**Tasks for this exercise:**
a) Answer these questions from the notes on pathogens and pathogenesis:
(i) What term do the notes give for the aggregate of the microbiota's genomes?
(ii) Which four live vaccines are named as examples of attenuation?
(iii) What example of vitamin production is listed under symbiosis?
b) Extend the notes on pathogens and pathogenesis past their last line, keeping the same bullet-point style.

**Document extract:**
+ + + + +
KS

Pathogens and Pathogenesis – Core Vocabulary

Infection–Immunity Interplay

  • Infection and immunity are inseparable; humans and microbes form a “chimerical community”.

  • Immune system continually restrains microbial load to a survivable limit.

  • New concepts

    • Microbiota = sum of internal + external microbes inhabiting the body.

    • Microbiome = aggregate of their genomes.

  • Gnotobiology

    • Raising mammals under germ-free or controlled-flora conditions.

    • Uses genetically-modified models to dissect immune development, disease aetiology, cancer links.

    • Key review: Falk et al., MMBR 62:1157 (1998).

Basic Vocabulary & Core Definitions

  • Health = optimal structural & functional state dictated by genetics/physiology/biochemistry.

  • Disease = dysfunction; deviation from primary design.

  • Pathogenesis = mechanisms by which an aetiological factor produces disease (pathos + genesis).

  • Epidemiology = study of occurrence, distribution, control of diseases at population level.

  • Etiological factor = primary independent cause of disease.

  • Pathogen = microbe that causes disease; Host = organism harbouring pathogen.

  • Pathogenicity = ability to cause disease.

  • Virulence = degree of pathogenicity; often expressed as infectious dose: few cells ⇒ high virulence.

  • Attenuation = laboratory passage of pathogen lowers virulence, basis of live vaccines (e.g. measles, mumps, rubella, yellow fever).

  • Balanced pathogenicity concept – evolutionary moderation benefits both pathogen & host; overly lethal strains eliminated when hosts die.

Associations Between Organisms

  • Parasitism – one benefits, other harmed (e.g. measles, typhoid, TB; all viruses).

  • Symbiosis – mutual benefit (rumen flora, vitamin B production by gut bacteria).
+ + + + +
**Extracted records:**
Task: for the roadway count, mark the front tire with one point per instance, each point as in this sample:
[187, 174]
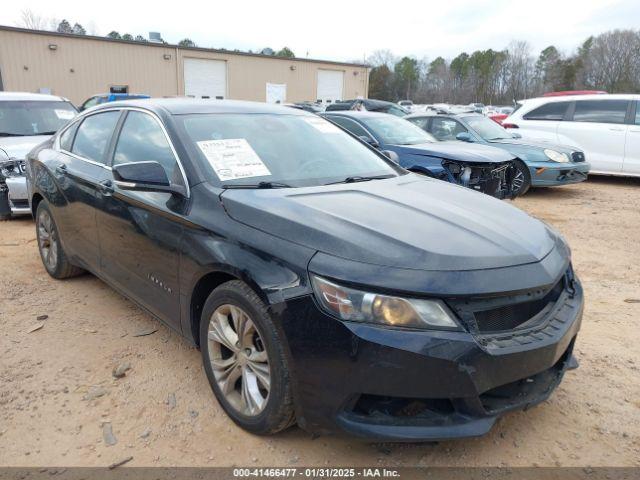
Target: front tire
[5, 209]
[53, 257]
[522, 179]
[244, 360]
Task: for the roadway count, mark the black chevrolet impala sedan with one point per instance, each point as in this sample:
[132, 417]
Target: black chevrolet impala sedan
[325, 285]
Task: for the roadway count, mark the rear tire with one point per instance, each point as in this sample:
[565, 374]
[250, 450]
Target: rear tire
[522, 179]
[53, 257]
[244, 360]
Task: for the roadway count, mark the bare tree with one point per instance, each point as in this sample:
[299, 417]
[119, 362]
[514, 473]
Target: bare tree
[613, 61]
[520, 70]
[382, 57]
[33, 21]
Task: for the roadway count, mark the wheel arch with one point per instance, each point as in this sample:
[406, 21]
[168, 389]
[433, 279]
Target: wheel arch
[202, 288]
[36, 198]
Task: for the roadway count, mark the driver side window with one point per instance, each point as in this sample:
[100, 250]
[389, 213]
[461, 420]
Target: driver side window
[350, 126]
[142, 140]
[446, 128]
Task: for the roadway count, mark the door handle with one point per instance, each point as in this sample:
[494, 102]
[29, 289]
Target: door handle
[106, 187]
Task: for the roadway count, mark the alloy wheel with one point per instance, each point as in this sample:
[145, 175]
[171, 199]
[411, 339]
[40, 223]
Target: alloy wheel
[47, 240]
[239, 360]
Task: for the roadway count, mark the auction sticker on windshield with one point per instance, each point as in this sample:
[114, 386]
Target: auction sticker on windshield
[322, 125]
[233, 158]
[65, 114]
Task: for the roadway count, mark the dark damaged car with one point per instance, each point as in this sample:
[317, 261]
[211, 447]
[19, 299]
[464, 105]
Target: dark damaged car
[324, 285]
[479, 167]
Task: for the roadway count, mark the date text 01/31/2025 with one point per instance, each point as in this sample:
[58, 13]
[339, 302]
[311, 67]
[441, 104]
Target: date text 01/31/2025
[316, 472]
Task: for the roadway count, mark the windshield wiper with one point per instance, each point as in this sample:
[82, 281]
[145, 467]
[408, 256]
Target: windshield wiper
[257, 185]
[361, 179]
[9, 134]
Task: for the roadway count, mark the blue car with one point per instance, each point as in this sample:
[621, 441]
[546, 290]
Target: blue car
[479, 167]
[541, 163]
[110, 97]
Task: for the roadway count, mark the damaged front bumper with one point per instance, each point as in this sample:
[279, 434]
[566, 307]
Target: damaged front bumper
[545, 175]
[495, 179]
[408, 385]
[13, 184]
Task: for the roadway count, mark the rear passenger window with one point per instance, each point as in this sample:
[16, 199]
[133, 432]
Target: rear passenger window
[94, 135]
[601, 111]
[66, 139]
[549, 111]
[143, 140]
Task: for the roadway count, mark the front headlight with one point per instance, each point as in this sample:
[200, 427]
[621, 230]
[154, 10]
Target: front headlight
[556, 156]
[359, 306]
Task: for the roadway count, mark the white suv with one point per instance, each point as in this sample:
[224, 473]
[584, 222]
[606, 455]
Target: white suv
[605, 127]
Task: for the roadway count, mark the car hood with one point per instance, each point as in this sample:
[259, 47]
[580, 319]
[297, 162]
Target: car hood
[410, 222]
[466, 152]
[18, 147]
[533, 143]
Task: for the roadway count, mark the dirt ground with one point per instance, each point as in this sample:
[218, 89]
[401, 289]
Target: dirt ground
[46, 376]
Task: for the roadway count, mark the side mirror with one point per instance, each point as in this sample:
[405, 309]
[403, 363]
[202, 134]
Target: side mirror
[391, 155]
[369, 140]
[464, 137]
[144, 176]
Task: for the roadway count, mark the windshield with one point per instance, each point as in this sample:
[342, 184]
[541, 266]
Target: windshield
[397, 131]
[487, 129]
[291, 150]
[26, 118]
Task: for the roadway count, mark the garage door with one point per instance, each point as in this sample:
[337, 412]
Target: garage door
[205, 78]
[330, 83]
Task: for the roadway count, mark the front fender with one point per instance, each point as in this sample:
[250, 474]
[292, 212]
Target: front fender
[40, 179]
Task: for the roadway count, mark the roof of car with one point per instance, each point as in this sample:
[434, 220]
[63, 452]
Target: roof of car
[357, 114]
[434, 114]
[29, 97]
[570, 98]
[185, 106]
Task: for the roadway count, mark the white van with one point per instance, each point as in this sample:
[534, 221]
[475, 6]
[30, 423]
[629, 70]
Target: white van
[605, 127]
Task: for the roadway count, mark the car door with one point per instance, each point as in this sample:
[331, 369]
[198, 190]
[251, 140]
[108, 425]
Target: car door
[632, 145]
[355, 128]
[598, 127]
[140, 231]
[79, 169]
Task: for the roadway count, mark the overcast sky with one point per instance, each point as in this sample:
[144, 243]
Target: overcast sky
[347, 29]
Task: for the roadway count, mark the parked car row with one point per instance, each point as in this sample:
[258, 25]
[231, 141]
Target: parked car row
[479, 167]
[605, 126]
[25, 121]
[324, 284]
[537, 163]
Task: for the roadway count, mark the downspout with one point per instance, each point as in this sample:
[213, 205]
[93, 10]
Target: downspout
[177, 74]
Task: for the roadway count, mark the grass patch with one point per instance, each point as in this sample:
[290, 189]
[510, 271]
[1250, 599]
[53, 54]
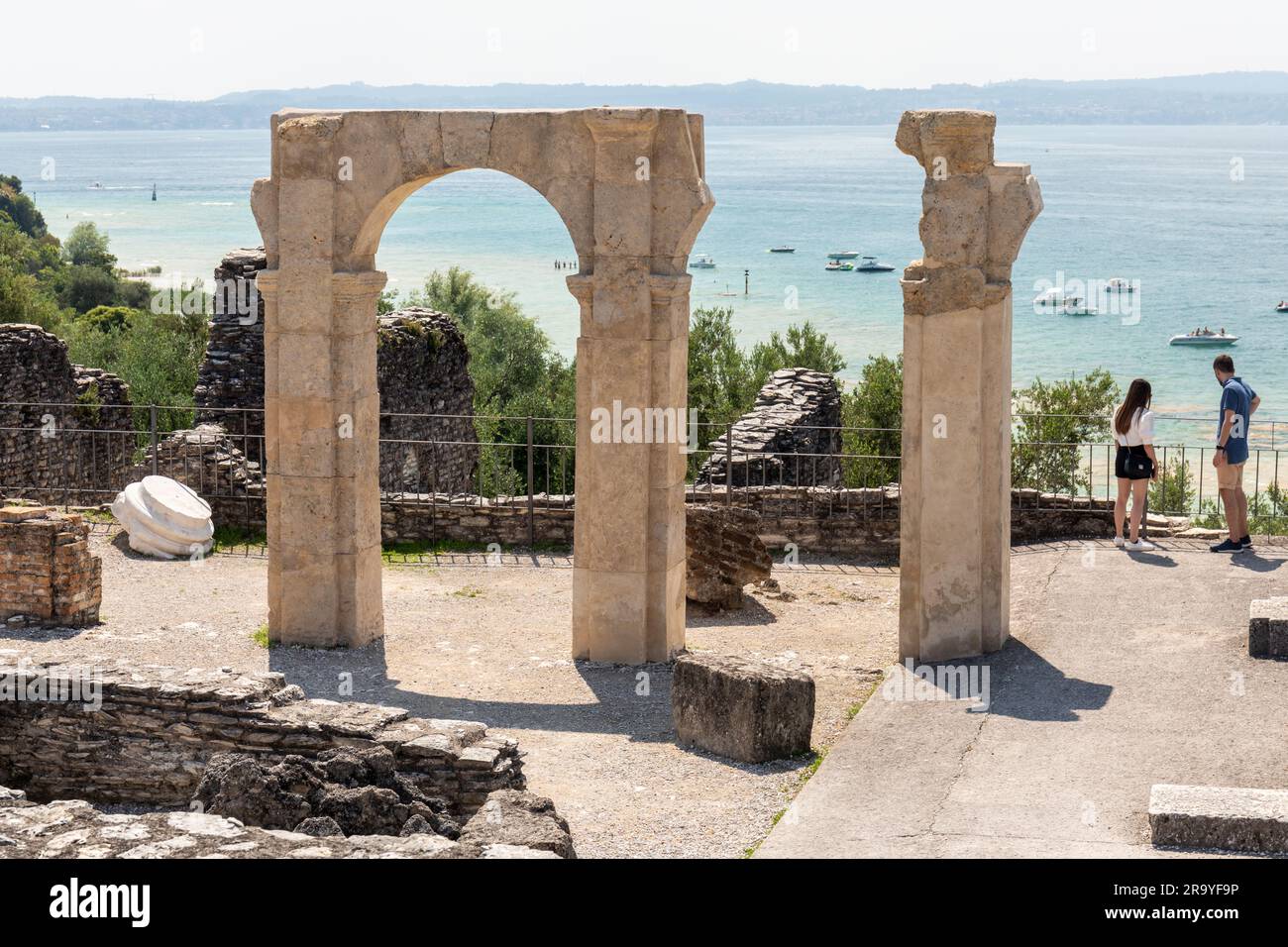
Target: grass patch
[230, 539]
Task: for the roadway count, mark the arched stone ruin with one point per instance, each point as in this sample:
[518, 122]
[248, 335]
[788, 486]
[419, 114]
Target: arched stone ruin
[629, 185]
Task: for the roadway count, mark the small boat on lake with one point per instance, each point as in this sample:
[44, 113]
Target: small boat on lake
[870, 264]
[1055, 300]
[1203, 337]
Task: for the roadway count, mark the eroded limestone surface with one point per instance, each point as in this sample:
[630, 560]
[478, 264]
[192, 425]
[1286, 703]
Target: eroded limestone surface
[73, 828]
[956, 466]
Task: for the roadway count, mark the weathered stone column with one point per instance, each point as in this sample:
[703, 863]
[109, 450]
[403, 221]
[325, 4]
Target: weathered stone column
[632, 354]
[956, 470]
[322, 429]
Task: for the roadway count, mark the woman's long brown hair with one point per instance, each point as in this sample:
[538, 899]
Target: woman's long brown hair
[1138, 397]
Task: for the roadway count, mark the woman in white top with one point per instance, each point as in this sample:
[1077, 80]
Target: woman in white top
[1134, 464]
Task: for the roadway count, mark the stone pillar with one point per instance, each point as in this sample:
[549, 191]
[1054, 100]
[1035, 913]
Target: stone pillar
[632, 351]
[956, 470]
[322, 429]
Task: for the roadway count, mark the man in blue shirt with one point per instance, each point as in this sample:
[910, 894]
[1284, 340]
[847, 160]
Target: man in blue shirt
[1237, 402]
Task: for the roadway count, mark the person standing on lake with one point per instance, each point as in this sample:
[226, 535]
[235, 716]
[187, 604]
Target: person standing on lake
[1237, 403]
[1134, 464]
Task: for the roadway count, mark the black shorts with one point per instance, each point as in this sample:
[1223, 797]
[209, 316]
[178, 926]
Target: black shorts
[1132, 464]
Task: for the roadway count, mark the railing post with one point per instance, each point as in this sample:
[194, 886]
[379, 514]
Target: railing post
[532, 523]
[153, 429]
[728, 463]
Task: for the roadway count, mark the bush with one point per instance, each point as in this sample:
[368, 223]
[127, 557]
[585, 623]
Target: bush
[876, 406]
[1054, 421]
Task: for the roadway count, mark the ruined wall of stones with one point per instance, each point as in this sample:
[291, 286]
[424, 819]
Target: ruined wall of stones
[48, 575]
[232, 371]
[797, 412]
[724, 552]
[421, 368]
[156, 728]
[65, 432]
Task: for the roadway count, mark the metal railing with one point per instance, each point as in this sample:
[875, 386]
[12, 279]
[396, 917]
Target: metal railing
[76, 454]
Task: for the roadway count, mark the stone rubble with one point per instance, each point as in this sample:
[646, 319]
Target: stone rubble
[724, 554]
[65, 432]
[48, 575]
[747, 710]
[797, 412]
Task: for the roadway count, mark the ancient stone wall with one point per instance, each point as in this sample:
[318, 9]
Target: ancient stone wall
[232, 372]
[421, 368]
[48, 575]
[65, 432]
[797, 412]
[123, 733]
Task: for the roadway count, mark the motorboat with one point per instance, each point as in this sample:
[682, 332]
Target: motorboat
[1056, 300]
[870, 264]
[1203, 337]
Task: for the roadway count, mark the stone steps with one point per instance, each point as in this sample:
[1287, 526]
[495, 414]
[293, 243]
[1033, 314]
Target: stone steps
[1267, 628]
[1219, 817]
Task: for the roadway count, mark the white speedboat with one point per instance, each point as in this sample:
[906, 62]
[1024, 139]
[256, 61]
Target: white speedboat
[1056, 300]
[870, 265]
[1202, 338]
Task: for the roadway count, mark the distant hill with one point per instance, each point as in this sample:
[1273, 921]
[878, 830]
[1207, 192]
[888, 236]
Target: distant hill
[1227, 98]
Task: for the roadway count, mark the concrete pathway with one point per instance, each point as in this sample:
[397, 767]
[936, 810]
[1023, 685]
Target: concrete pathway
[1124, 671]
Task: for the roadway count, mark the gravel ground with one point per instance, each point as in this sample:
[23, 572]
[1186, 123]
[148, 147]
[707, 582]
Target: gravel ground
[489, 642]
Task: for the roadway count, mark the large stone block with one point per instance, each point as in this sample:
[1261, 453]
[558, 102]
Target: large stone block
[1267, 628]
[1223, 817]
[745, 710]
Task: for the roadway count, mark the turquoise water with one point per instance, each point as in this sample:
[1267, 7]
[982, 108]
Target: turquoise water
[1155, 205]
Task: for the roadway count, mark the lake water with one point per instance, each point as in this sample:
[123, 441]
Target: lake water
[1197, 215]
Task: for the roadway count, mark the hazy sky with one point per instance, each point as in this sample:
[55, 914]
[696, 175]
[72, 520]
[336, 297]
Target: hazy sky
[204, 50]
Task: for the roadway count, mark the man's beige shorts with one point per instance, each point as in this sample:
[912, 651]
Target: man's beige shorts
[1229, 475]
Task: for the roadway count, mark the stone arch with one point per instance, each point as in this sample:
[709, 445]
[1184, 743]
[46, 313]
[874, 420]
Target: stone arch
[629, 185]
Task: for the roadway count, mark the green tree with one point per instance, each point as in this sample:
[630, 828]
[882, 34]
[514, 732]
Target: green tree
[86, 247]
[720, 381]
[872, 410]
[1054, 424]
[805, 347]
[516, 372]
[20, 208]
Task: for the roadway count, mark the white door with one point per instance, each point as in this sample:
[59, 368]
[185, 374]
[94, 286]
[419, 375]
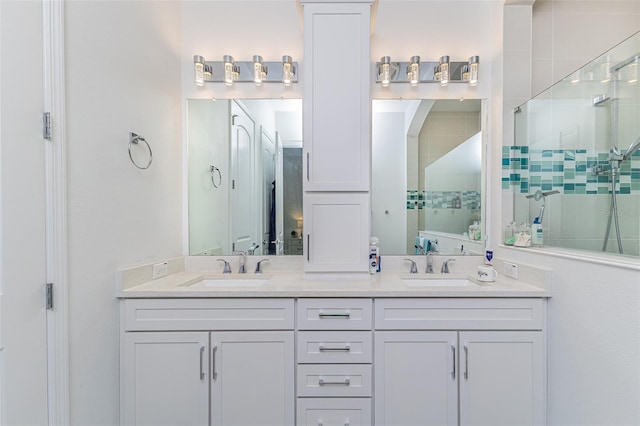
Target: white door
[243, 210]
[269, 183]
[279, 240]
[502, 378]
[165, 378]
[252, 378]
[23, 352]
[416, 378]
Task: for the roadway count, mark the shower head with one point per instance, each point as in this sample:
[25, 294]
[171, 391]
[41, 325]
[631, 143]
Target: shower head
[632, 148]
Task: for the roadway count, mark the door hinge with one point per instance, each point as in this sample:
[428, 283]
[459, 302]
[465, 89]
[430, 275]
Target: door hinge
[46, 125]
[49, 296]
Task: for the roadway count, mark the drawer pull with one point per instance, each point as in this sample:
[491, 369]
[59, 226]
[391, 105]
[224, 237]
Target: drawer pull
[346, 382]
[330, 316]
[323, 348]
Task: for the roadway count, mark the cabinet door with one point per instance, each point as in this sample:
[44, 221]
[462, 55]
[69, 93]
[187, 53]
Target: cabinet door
+ + + + +
**Numbered answers:**
a)
(i) Microbiome.
(ii) Measles, mumps, rubella and yellow fever.
(iii) Vitamin B production by gut bacteria.

b)
  • Commensalism – one benefits, other unharmed; normal flora termed commensal flora.

Normal (Commensal) Flora

  • Skin: ≈10^{12} bacteria; mouth: ≈10^{10}; alimentary canal: ≈10^{14} (recent recalculation 3.72\times10^{13} human cells).

  • Uneven “island” distribution on skin. Examples:

    • Skin: Pityrosporum spp., Candida albicans, Staphylococcus spp., Pneumocystis carinii.

    • Intestine: Escherichia coli, Sarcina ventriculi, Pseudomonas aeruginosa.

Classes of Pathogens

  • True (primary) pathogens – readily overcome defences (Clostridium botulinum, Vibrio cholerae, Yersinia pestis, Mycobacterium tuberculosis; HIV, HBV).

  • Opportunistic pathogens – cause disease when defences decline (Staphylococcus spp., P. aeruginosa, Candida albicans). Predisposing conditions: malnutrition, chemotherapy, chronic disease, genetic defects, antibiotic therapy.

  • Domains of life containing pathogens: Viruses, Bacteria, Fungi, Protozoa, emerging Archaea.

    • Archaea: methanogens implicated in endodontic infections, periodontitis, obesity (Vianna et al. 2006; de Macario & Macario 2009).

Progression of Infectious Disease (Clinical/Epidemiological)

  • Infection (entry + colonisation + spread).

  • Incubation period (asymptomatic).

  • Acute period (peak symptoms: fever, chills).

  • Decline (symptoms subside).

  • Convalescence (return to normal) or death.

Stages of Microbial Pathogenesis

  1. Entry via portal.

  2. Attachment/adhesion to cells or tissues.

  3. Infection (colonisation + growth; localised or systemic).

  4. Expression of symptoms (tissue damage).

Portals of Entry

  • Skin (intact barrier but breaches allow arthropod-borne viruses, staphylococci, B. anthracis, T. pallidum, Y. pestis, Plasmodium).

  • Respiratory tract mucosa – most common; inhale ≈8 microbes/min (\approx10^4/day).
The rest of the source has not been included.